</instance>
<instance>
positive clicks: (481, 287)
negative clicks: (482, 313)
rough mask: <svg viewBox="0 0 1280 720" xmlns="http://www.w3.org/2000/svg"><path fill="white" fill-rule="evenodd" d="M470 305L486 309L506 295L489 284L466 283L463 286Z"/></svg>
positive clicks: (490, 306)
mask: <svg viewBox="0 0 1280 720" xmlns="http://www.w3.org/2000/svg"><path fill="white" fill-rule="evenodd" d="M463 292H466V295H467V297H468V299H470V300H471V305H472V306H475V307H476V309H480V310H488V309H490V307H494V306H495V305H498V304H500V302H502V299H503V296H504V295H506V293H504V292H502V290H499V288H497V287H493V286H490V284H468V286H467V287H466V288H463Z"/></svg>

* * *

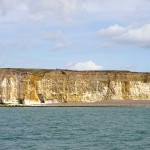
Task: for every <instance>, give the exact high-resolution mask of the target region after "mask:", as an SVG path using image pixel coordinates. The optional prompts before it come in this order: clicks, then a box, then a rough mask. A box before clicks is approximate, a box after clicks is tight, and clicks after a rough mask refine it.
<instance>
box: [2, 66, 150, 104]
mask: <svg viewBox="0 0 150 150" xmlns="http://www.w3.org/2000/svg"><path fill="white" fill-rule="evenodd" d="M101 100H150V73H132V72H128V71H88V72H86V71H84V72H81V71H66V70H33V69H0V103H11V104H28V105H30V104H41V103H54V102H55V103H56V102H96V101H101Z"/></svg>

==

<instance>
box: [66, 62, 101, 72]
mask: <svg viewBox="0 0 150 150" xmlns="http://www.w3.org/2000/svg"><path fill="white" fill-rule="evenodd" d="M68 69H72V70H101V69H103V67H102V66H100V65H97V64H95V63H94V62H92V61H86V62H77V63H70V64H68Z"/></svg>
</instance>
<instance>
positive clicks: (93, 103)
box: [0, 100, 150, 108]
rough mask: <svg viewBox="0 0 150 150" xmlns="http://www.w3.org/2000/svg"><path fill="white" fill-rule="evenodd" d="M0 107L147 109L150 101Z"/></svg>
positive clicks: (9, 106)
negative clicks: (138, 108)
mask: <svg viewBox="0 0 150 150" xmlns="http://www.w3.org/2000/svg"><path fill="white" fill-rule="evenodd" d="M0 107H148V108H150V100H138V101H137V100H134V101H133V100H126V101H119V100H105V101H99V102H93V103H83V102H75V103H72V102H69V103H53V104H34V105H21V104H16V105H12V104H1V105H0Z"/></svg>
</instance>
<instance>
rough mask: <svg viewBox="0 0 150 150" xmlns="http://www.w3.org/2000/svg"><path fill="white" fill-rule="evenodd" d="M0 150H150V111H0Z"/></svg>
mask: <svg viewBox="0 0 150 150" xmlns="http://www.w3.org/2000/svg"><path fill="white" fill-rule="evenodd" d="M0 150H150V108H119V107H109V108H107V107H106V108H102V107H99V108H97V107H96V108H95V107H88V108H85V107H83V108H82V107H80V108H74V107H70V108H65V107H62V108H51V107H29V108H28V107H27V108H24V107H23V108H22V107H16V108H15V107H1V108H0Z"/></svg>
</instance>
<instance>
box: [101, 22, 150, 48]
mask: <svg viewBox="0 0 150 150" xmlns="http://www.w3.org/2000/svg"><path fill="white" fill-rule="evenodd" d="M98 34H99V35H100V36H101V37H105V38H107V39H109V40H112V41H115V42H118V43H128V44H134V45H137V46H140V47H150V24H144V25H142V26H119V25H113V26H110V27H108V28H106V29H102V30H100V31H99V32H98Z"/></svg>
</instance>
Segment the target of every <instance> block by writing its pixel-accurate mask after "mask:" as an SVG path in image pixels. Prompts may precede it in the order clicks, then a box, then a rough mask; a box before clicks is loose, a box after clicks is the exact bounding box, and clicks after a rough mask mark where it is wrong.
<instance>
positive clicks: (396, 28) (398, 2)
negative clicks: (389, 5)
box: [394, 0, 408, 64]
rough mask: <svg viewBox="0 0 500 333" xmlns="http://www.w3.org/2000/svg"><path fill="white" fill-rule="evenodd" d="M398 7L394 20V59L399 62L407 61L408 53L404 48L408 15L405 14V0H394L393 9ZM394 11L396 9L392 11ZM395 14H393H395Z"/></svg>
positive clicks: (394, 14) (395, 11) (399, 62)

— PROBLEM REQUIREMENTS —
Copy every line in the listing above where the string "exact" turns up.

— RESPONSE AREA —
Task: for every <instance>, give the exact high-resolution mask of the target region after "mask:", as an SVG path using image pixel coordinates. The optional prompts before it come in this order: clicks, then a box, then a rough mask. A box before clicks is approximate, a box after clicks is tight, and clicks after a rough mask refine it.
Segment the target of every <instance> block by writing its pixel-accurate mask after "mask:" as an SVG path in image pixels. Prompts may precede it in the order clicks, then a box, then a rough mask; a box before clicks is loose, a box after clicks is the exact bounding box, and clicks after a rough mask mark where it is wrong.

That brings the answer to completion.